━━ Provided information

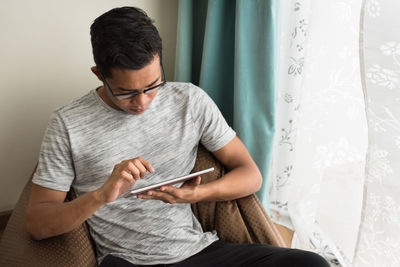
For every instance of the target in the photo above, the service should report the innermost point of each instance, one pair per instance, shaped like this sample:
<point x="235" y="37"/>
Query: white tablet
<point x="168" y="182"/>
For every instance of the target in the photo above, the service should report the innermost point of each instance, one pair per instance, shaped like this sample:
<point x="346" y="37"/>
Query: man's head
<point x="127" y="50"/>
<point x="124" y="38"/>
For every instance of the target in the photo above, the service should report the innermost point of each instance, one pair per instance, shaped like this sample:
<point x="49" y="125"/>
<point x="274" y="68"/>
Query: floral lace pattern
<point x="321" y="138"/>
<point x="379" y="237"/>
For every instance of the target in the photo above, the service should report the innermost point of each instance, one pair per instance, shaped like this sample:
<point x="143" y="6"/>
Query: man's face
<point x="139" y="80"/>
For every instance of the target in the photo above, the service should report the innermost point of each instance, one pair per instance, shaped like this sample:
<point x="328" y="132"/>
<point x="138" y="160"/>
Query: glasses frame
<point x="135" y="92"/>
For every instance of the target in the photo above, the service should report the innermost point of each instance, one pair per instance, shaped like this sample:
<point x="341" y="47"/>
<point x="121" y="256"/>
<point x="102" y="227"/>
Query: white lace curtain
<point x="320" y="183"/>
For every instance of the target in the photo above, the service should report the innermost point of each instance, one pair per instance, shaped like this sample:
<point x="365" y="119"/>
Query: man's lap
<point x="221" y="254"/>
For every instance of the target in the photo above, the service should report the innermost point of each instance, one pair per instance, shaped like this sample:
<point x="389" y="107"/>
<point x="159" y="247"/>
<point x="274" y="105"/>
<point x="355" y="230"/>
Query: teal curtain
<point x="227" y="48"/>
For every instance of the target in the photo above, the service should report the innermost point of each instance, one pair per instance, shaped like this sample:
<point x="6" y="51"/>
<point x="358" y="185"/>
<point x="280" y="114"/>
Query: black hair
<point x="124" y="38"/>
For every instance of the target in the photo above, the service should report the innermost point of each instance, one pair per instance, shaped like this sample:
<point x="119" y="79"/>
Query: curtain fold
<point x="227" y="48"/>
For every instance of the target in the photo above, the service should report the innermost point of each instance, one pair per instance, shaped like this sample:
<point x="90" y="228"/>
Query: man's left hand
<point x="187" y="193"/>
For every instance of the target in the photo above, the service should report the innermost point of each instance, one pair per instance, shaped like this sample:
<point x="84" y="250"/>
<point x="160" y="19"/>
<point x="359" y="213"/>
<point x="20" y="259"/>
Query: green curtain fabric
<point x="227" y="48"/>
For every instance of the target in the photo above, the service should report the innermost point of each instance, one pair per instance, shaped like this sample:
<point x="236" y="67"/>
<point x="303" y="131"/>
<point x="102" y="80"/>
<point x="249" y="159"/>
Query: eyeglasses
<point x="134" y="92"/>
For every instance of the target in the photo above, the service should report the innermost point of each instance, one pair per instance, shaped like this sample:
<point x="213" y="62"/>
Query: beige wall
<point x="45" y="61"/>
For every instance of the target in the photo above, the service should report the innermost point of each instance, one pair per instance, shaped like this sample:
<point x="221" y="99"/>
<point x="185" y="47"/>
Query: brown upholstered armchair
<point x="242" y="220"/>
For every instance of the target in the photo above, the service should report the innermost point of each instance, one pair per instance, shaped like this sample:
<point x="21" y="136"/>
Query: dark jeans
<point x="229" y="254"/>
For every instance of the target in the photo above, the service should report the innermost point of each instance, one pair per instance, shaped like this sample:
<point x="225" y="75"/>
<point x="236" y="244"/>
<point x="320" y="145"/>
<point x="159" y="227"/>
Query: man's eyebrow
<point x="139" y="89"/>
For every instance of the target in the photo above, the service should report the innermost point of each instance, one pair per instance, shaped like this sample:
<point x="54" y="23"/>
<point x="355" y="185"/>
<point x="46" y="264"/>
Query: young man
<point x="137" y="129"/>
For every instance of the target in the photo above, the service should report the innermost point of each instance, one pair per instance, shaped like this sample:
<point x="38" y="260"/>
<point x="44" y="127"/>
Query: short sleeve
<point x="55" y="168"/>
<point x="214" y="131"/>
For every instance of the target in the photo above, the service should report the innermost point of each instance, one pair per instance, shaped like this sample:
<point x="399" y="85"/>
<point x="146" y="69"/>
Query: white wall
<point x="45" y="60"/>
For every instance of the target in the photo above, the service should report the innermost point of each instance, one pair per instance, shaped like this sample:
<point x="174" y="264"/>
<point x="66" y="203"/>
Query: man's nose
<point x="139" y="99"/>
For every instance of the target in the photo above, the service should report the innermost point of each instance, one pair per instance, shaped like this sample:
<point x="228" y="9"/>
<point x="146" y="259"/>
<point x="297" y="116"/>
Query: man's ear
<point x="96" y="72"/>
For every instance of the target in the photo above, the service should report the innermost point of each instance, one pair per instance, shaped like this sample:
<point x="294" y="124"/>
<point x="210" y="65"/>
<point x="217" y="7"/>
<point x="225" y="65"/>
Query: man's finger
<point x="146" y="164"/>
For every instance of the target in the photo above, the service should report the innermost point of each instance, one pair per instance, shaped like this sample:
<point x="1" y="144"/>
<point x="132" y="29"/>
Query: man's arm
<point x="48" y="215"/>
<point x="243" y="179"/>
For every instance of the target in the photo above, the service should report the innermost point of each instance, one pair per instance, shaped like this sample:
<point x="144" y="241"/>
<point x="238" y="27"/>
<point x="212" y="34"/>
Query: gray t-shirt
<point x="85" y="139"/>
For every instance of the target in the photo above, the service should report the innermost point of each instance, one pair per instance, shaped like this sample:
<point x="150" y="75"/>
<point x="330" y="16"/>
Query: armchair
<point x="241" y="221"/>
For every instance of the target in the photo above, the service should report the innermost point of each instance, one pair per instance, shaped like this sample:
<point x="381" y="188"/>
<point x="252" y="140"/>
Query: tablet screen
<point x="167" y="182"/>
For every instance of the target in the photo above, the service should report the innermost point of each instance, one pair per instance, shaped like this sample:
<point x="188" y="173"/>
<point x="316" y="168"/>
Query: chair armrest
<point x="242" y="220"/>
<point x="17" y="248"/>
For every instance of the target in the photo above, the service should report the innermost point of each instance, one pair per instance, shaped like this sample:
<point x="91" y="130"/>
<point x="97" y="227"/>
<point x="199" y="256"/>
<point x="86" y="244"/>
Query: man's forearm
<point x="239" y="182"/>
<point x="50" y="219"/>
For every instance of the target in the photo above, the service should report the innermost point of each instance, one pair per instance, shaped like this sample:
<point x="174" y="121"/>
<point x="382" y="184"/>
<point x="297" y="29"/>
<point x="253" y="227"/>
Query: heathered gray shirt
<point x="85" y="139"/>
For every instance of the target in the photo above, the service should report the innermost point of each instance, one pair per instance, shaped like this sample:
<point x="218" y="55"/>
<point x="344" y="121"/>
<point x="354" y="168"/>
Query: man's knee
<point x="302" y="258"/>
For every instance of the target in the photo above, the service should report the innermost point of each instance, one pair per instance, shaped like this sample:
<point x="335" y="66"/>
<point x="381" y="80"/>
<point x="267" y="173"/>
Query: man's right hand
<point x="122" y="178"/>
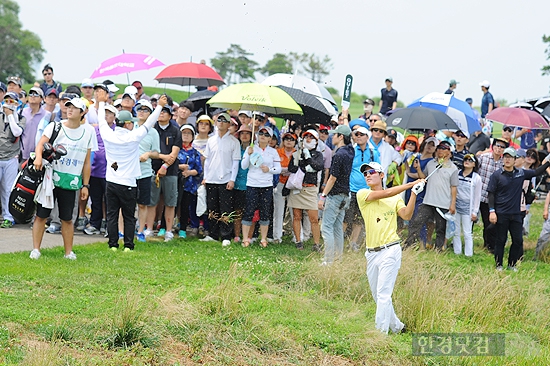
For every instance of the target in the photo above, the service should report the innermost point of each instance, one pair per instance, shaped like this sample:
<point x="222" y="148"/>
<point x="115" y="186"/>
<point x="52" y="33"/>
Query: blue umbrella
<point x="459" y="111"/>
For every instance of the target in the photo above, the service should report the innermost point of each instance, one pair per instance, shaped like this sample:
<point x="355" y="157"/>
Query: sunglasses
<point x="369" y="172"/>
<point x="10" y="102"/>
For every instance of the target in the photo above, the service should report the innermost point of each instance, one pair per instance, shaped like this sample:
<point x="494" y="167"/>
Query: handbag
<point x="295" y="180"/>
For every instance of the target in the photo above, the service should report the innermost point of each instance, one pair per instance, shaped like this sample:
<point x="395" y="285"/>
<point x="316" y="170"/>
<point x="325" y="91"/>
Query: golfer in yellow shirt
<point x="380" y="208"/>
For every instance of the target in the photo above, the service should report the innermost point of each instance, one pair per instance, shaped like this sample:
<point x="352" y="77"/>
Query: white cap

━━━━

▶ Problem statement: Extract each line of the items above that contains the string "curtain", reproducing every such line in full.

▶ Full output:
Query: white lace curtain
Query: teal curtain
Query: curtain fold
Query: green curtain fabric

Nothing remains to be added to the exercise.